>> Start

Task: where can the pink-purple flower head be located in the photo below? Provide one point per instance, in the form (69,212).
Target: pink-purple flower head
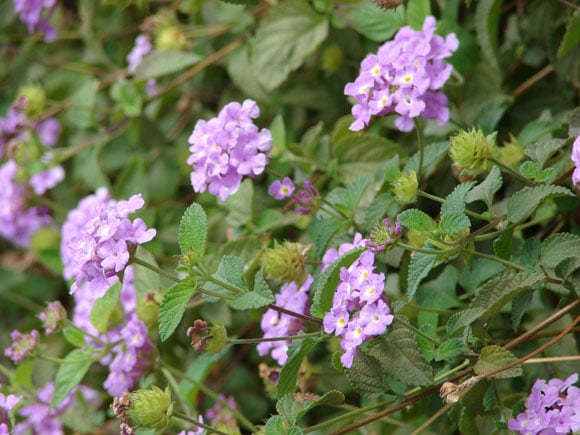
(404,77)
(552,407)
(98,238)
(228,148)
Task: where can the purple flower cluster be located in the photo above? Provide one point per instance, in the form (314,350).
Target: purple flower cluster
(404,77)
(41,418)
(359,310)
(552,407)
(576,160)
(228,148)
(22,345)
(98,238)
(275,324)
(35,14)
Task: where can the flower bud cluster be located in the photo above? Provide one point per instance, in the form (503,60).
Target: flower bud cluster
(228,148)
(404,77)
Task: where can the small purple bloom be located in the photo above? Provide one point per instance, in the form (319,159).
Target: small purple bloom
(281,189)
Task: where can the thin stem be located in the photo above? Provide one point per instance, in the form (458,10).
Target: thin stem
(193,421)
(155,269)
(417,331)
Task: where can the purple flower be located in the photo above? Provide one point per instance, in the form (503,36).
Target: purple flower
(275,324)
(22,345)
(97,240)
(35,14)
(281,189)
(404,77)
(228,148)
(576,159)
(551,407)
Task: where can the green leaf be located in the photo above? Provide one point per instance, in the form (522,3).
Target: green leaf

>> End

• _Directions_
Copy out all of the data above word for word, line by line, but leave out the pictures.

• _Reply_
Task: where can the pink-purple flower head be located in the photo below? Provide one point per instance, in the form (69,212).
Target: pink-purple flower head
(404,77)
(552,407)
(98,238)
(228,148)
Task: where can the purple flower cluster be located in the photo above? Provide one point per instance, in the form (314,350).
Target: purple flower cluster
(404,77)
(41,418)
(359,310)
(552,407)
(576,160)
(228,148)
(22,345)
(98,238)
(275,324)
(35,14)
Task: where can the flower bud cluster be located in the photo above? Provide one point per instance, in the form (503,60).
Target: flower bud cluster
(228,148)
(404,77)
Task: where can the small purple bloom be located in the photo above? Provide one point per instance, in the form (319,159).
Target: small purple bloom
(281,189)
Task: where can the thin stem be located in the photo above? Provide one point per instance, in the form (458,10).
Target: thin stem
(193,421)
(155,269)
(417,331)
Task: where can the purple flower be located in the photo above? Provide one point per instance, in the form (503,36).
Target: purple flower
(275,324)
(22,345)
(97,240)
(35,14)
(281,189)
(404,77)
(228,148)
(576,159)
(551,407)
Task: where can the green leaf be located in the photo above? Provide one point per instance, in the form (522,3).
Target: green leaf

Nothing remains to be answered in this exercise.